INSTRUCTION: Output all of the records exactly as written.

========================================

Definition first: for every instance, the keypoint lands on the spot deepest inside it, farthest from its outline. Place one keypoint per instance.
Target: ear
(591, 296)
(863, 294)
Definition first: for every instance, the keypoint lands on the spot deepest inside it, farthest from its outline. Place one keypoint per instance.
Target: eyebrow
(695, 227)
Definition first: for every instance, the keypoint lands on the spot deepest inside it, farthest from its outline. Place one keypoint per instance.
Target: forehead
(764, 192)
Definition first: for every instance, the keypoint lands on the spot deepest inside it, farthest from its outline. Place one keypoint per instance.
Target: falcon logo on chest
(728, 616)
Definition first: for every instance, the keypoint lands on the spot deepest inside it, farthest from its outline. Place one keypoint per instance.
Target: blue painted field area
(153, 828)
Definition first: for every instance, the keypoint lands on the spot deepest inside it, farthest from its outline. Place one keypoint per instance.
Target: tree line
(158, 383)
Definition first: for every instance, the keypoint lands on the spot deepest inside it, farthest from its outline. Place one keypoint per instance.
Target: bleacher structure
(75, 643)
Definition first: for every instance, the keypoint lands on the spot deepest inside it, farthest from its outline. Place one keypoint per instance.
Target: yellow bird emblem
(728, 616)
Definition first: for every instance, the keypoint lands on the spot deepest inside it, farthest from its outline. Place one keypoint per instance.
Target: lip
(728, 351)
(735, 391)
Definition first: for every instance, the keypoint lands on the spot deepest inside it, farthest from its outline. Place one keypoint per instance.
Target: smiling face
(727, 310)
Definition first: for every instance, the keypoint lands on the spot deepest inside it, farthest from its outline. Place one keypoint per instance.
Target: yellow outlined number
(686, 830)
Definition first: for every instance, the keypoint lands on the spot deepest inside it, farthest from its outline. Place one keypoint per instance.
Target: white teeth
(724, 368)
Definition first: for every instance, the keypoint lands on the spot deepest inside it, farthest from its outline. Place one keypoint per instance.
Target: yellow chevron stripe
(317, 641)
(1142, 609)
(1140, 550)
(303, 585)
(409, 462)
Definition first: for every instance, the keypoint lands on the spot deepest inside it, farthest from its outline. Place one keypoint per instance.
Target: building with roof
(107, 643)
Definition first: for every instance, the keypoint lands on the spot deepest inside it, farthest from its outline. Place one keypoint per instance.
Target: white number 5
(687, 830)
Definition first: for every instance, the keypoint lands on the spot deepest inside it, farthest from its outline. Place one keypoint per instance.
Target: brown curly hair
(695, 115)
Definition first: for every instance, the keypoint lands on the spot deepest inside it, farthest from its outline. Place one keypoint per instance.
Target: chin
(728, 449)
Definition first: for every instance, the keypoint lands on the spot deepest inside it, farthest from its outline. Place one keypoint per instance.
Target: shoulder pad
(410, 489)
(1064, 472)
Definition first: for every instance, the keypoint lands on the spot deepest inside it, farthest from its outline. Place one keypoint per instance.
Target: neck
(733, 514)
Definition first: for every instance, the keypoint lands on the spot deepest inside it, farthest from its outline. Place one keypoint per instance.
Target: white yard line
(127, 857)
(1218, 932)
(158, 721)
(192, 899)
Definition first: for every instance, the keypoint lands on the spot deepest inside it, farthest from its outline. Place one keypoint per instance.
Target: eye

========================================

ANSWER TO THIS EXERCISE:
Definition first: for every instance, the keypoint lands on the spot deepest inside it, farthest from its outline. Place one keypoint per instance.
Target: ear
(591, 296)
(863, 294)
Definition first: for every instance, the keypoint lands on the spot deepest inside it, farthest from its outline. Place one keypoint per instance.
Target: eyebrow
(695, 227)
Definition first: for every instance, the keypoint lands on the spot deepest inside it, farthest from its outline. Place one keypoint per instance.
Target: forehead
(764, 192)
Definition first: for every instance, the keypoint lands on the spot deepest inside it, farthest from its outline. Place one keypoint per instance.
Target: falcon logo on chest
(728, 616)
Definition first: for every instance, the keypoint lands on the spot deepest inside it, farthest from its outline. Place one keypoint per instance.
Target: blue painted field area
(153, 828)
Definition first: for every instance, the keypoint lands on the spot deepest inside it, farthest from its outline. Place one keypoint per instance.
Target: tree line
(158, 383)
Definition first: for every instance, the keypoint lands on the spot deepest inside it, farthest from its outline. Place one keypoint per instance.
Target: bleacher structure
(75, 643)
Definition first: for every instance, the keypoint lands on the spot deepest inside it, farthest from its outline. Place one keypoint per instance.
Target: yellow bird emblem
(728, 616)
Definition first: for every instance, the keypoint lands on the spot deepest inside it, farthest from its outline. Place one keypoint per instance.
Target: lip
(728, 351)
(735, 391)
Definition first: for every instance, the keypoint lands on the spot deepest inside it, farthest from its outline. Place one keypoint per instance.
Target: smiling face
(727, 310)
Definition first: for every instance, the keypoint lands on the spot deepest inside it, farthest from its outline. Place one keypoint per instance.
Target: yellow outlined number
(686, 830)
Definition first: for every instance, the keypoint lands on the spot deepest inside it, farthest from its outline. Place one keypoint per instance.
Target: white teeth
(724, 368)
Definition first: for every instance, the keypoint lands on the spot deepest inside it, farthest from its outline. Place one keypoint per instance.
Target: yellow chevron stripe
(317, 641)
(1142, 609)
(1140, 550)
(303, 585)
(409, 462)
Definition first: for every instance, the keypoint lands on the spot deepest inside it, farthest from its outline. Place one keypoint per instance.
Target: building with roof
(107, 643)
Definition first: for every instance, the keypoint lands on the spot deepest inside it, farthest from its outline. Place one keypoint per instance.
Target: white number 5
(687, 830)
Definition first: for every instance, the keypoint lands on the spot deepest inside it, farthest from its outline. Place one keypoint per instance.
Target: brown curly hair
(695, 115)
Definition first: for every instance, the keypoint lands on the spot deepest inside it, farthest from its outline. Place one keypoint per instance.
Target: chin
(728, 449)
Definition first: for every instance, the keypoint lands on the spot deepest inside it, farthest from its outline. Place one keypoint per instance.
Target: shoulder pad
(410, 489)
(1064, 472)
Definition first: for every instance, the keypoint lands on the spot deepest inside it, farthest from its outline. Place one keypoint per instance.
Target: neck
(733, 514)
Definition first: for every instance, the keypoint lands on the spot deepest inside it, farthest from its outline. Place one keypoint per instance.
Target: white yard line
(127, 857)
(1218, 932)
(158, 721)
(192, 899)
Definition first: for every instance, the keypoint lands on the spot deepest inside it, farthest from its outline. Place one keypoint per instance.
Target: eye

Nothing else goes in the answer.